*Given instruction*:
Give a verbatim quotation of every record.

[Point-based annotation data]
╭──
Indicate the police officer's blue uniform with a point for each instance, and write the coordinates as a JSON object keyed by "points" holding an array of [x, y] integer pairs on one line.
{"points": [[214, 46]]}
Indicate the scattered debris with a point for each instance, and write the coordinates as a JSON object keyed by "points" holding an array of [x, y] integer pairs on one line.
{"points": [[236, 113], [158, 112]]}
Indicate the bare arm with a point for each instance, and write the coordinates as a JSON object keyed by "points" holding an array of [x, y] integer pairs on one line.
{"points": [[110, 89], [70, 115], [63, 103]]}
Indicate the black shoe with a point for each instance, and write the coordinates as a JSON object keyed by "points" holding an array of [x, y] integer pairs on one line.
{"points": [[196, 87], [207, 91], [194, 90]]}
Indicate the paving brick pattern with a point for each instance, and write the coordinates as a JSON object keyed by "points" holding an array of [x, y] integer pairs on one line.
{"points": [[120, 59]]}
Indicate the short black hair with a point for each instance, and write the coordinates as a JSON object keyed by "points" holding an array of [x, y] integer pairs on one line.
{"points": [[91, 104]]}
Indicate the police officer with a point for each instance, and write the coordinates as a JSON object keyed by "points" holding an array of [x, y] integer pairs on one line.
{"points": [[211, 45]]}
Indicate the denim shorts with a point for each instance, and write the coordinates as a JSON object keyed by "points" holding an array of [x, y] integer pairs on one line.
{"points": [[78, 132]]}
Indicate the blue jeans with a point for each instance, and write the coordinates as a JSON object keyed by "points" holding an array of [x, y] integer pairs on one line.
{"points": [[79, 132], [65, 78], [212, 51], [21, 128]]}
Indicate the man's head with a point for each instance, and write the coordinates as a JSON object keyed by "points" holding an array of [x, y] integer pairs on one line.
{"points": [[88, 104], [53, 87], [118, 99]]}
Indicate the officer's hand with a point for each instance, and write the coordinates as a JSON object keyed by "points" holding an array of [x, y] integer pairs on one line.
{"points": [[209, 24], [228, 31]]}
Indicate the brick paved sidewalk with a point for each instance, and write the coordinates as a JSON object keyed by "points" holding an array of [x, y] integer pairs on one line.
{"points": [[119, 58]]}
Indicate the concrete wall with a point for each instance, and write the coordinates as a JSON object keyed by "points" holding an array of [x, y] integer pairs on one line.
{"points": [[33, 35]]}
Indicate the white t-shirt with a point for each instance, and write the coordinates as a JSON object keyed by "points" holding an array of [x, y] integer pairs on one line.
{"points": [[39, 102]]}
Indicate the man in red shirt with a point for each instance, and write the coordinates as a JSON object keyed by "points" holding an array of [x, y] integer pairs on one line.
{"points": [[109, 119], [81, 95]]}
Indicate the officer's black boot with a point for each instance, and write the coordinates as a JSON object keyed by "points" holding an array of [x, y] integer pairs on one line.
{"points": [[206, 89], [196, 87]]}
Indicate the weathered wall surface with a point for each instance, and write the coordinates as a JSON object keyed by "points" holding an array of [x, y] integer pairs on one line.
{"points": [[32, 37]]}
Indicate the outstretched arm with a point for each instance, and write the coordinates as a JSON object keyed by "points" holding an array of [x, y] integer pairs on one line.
╰──
*Written response*:
Indicate the police officer's blue uniform with a point for each instance, and write the coordinates as a JSON object keyed by "points" holding an array of [x, y] integer pairs on one line.
{"points": [[214, 46]]}
Indicate the scattered debris with a point for each instance, and write the coordinates as a JSON object keyed by "points" holding an array of [x, y] integer pairs on one line.
{"points": [[236, 113], [158, 112]]}
Indicate the bare arm with a point for each instance, and write the coordinates as a JSON object keyed by "points" holding an array of [x, y] integer pairs on one line.
{"points": [[110, 89], [70, 115], [63, 103]]}
Indicate the black shoe with a point for each instance, and write the coordinates as a JSON object keyed by "points" holding an array of [x, y] integer pairs on one line.
{"points": [[196, 87], [207, 91], [194, 90]]}
Indicate the paving brick pattern with a point for each instance, and write the coordinates as a JSON object keyed by "points" holding an array of [x, y] integer pairs on one line.
{"points": [[120, 59]]}
Indicate the short black hair with a point for each instance, and write the coordinates as a JSON object keyed by "points" holding an array of [x, y] integer pairs on one line.
{"points": [[91, 104]]}
Indicate the police officer with a point for each instance, and write the coordinates as a JSON object keyed by "points" holding an array of [x, y] integer pairs on one line.
{"points": [[211, 45]]}
Indicate the denim shorts with a point for each instance, and write the coordinates as a JSON object keyed by "points" holding an array of [x, y] integer pairs on one line.
{"points": [[78, 132]]}
Indicate the blue jeans with a point for each instance, and write the coordinates as a JSON object keyed by "points" holding an array of [x, y] integer pairs on one line.
{"points": [[79, 132], [65, 78], [212, 51], [21, 128]]}
Indicate the man's head with a point for each instance, and write the coordinates as a JSON object keyed by "points" holding an array of [x, y] integer pairs on one line.
{"points": [[88, 104], [53, 87], [118, 99]]}
Indicate the officer's hand with a point for each instance, and write the coordinates as a JSON object keyed by "points" holding an array of [x, y] integer pairs on one line.
{"points": [[209, 24], [228, 31]]}
Indicate the brick paved sidewalk with a point for each instance, and write the coordinates as a JSON object keyed by "points" holding an array of [x, y] integer pairs on one line.
{"points": [[119, 58]]}
Indicate the concrete wall with a point for each instance, and write the coordinates as a JSON object keyed by "points" holding an array of [x, y] integer pairs on one line.
{"points": [[33, 35]]}
Indicate the white t-shirt with a point for each instance, and write the coordinates as a JSON object keyed by "points" holding an array of [x, y] integer pairs on one line.
{"points": [[39, 102]]}
Indicate the man in red shirt with a point for each instance, and write the coordinates as a JSON object keyed by "points" holding an array of [x, y] integer pairs on one line.
{"points": [[109, 119], [81, 95]]}
Indicate the officer's black boot with a point for each instance, and write the coordinates as a JSON object keyed by "points" holding an array of [x, y] integer pairs on one line.
{"points": [[206, 89], [196, 87]]}
Indicate the weathered wall surface with a point for each instance, and write the coordinates as a JSON object keyed by "points" holding an array of [x, y] integer pairs on one line.
{"points": [[32, 37]]}
Indicate the outstretched arm with a point for each instance, and write the coordinates as a JSON object keyed by "points" holding an array of [x, y] integer pairs on one line.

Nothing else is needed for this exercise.